Stored data entries
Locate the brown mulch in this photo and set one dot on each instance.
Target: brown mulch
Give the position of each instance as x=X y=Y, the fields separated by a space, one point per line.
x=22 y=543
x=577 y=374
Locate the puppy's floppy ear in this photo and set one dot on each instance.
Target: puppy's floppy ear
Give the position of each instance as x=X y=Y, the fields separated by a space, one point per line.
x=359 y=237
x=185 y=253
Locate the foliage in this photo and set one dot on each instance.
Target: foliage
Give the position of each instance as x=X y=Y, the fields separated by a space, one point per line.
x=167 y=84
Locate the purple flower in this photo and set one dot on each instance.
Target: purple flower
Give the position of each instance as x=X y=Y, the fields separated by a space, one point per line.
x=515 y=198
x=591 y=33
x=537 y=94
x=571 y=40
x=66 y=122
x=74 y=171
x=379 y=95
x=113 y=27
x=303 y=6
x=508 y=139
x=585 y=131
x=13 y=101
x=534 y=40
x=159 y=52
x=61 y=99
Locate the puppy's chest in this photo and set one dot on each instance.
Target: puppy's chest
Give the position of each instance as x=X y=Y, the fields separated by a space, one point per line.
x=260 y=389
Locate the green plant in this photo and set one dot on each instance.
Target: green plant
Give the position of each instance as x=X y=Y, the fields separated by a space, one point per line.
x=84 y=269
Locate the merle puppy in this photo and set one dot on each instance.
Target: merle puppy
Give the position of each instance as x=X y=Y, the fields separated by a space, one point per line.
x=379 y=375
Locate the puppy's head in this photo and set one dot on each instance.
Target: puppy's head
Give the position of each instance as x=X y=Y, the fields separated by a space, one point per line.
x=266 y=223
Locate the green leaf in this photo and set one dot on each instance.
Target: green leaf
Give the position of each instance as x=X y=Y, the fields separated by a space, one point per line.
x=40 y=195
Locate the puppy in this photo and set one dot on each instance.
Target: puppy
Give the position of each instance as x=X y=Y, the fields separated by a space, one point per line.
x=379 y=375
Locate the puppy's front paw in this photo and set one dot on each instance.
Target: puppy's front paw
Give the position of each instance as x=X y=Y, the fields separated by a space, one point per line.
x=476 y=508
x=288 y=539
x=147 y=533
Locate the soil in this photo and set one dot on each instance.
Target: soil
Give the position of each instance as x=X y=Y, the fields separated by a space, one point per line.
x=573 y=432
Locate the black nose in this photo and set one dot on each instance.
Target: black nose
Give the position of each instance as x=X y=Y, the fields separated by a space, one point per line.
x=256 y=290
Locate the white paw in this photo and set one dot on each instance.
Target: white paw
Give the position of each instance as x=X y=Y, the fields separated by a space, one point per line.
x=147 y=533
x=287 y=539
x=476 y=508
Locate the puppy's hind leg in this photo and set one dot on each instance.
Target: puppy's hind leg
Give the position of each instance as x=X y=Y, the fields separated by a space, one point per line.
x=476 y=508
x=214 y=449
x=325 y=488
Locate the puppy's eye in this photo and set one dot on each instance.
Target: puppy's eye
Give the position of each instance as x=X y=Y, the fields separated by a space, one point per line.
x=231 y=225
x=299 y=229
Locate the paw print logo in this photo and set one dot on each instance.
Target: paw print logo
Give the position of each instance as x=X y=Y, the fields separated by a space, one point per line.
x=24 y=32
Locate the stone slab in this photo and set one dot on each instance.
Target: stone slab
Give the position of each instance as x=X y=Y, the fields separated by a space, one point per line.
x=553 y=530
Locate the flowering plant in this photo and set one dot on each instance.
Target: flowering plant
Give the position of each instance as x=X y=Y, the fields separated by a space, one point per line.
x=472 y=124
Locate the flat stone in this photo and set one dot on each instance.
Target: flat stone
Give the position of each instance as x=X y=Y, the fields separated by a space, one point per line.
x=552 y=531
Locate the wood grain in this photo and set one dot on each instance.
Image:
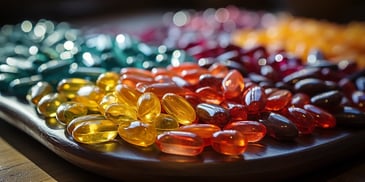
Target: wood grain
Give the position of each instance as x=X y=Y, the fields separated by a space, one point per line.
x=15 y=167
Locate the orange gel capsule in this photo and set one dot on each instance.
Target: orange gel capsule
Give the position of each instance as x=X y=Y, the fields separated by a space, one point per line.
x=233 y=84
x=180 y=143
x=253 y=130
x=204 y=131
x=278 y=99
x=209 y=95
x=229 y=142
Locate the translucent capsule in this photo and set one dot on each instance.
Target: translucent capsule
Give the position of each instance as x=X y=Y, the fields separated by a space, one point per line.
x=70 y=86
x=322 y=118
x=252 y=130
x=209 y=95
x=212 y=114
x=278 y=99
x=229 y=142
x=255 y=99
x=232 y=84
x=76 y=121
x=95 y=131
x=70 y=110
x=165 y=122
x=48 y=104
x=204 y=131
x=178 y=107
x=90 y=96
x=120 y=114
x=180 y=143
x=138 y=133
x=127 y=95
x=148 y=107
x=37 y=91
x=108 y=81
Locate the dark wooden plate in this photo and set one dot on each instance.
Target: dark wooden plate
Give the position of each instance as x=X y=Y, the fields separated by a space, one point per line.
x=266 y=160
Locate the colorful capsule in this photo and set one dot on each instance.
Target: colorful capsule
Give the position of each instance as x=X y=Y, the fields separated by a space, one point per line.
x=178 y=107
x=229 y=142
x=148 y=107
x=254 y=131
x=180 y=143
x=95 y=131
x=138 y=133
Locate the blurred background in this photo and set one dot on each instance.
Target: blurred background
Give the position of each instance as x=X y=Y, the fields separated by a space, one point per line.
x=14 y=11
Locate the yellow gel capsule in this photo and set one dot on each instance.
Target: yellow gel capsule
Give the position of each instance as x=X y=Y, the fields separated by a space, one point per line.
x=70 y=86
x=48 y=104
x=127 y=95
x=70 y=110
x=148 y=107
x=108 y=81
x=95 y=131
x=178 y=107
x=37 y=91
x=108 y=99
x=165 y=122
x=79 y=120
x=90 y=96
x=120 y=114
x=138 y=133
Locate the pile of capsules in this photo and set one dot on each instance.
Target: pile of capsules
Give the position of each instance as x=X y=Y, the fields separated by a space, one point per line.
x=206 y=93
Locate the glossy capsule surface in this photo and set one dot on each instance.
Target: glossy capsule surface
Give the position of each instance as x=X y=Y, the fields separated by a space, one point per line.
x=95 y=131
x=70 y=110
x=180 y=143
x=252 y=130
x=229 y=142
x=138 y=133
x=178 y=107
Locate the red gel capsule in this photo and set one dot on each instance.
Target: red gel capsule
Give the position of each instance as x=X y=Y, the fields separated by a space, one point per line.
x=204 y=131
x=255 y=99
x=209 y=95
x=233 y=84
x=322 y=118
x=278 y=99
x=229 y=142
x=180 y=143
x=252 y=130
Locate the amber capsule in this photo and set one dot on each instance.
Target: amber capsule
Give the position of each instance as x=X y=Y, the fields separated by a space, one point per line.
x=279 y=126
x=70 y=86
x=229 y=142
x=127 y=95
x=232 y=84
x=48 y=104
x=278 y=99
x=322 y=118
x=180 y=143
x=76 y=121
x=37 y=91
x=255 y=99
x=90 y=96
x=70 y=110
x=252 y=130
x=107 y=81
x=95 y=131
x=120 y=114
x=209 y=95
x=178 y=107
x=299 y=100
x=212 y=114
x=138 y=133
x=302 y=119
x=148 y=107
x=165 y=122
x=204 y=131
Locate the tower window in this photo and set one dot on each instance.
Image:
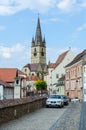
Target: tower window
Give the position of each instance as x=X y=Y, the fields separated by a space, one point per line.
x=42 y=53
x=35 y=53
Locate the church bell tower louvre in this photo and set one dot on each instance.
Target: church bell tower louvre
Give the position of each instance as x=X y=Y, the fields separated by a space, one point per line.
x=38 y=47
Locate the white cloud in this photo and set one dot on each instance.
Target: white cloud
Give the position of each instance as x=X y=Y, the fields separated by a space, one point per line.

...

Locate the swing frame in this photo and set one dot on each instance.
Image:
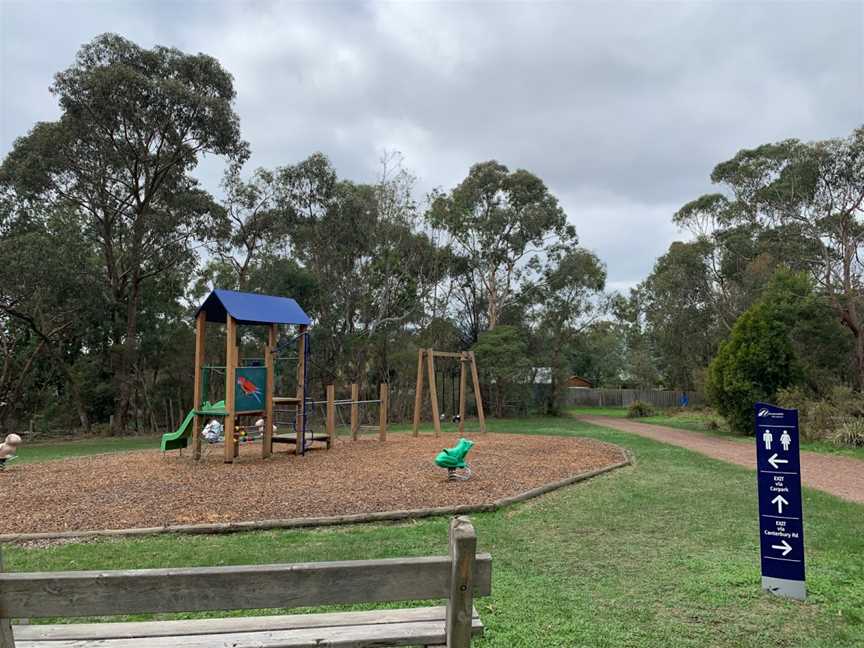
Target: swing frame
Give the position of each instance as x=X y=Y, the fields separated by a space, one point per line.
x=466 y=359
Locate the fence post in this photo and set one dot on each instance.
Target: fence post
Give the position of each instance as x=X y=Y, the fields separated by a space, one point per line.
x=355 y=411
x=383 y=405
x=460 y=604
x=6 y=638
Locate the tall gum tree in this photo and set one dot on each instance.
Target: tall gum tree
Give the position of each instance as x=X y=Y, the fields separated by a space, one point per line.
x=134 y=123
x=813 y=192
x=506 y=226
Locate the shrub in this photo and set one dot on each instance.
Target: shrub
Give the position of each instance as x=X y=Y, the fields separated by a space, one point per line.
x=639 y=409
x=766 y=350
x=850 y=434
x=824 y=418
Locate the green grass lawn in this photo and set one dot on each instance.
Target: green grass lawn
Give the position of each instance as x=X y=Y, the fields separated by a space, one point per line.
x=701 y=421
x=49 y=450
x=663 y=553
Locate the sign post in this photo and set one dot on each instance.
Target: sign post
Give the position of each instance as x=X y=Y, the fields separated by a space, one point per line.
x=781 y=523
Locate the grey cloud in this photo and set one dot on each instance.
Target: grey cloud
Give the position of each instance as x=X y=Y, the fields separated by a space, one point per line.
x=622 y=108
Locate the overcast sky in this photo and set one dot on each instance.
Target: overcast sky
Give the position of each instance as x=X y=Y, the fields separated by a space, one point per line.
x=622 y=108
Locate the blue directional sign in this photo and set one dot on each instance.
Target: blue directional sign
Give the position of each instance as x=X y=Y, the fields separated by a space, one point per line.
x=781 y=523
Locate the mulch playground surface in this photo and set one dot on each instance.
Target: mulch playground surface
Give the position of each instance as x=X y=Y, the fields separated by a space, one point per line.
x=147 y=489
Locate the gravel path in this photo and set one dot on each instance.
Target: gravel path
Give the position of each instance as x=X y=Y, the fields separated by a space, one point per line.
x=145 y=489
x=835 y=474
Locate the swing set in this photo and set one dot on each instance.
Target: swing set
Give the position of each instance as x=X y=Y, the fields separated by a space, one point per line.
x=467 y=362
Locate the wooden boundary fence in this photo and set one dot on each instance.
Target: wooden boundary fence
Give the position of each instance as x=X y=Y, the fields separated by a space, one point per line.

==

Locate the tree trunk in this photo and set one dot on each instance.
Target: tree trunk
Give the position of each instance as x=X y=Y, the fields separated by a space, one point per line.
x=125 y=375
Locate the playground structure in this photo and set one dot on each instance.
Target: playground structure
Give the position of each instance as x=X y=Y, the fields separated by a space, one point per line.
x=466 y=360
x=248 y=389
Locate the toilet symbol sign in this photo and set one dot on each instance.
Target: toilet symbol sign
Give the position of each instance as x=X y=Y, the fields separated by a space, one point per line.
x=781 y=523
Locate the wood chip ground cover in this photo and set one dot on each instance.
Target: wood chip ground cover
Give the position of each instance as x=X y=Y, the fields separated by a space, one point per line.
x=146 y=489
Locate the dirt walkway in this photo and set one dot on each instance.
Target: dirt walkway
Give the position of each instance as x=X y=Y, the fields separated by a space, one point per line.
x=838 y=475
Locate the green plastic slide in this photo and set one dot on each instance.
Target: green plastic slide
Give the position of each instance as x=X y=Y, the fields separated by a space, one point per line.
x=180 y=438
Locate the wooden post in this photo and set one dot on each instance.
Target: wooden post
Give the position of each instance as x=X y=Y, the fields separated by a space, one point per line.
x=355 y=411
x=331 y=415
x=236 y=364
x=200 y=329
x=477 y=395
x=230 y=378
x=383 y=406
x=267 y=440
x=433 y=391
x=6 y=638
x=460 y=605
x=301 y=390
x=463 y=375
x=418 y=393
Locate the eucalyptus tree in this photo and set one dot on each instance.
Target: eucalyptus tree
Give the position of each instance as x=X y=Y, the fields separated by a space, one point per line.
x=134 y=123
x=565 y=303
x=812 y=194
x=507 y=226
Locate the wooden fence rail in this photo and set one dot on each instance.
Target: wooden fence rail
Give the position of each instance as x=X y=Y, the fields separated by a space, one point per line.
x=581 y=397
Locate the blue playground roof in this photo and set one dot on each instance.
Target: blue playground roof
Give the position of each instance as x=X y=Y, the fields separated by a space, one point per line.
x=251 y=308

* Problem requirements
Reproduce everything in the material from the line containing "Locate the brown" down to the line containing "x=577 y=374", both lines included and the requests as well, offsetting every coordinate in the answers by -141.

* Final result
Locate the brown mulch in this photo and set one dot on each instance.
Target: brown mulch
Give the position of each instance as x=X y=Y, the fields separated by a space, one point per line.
x=-119 y=402
x=436 y=233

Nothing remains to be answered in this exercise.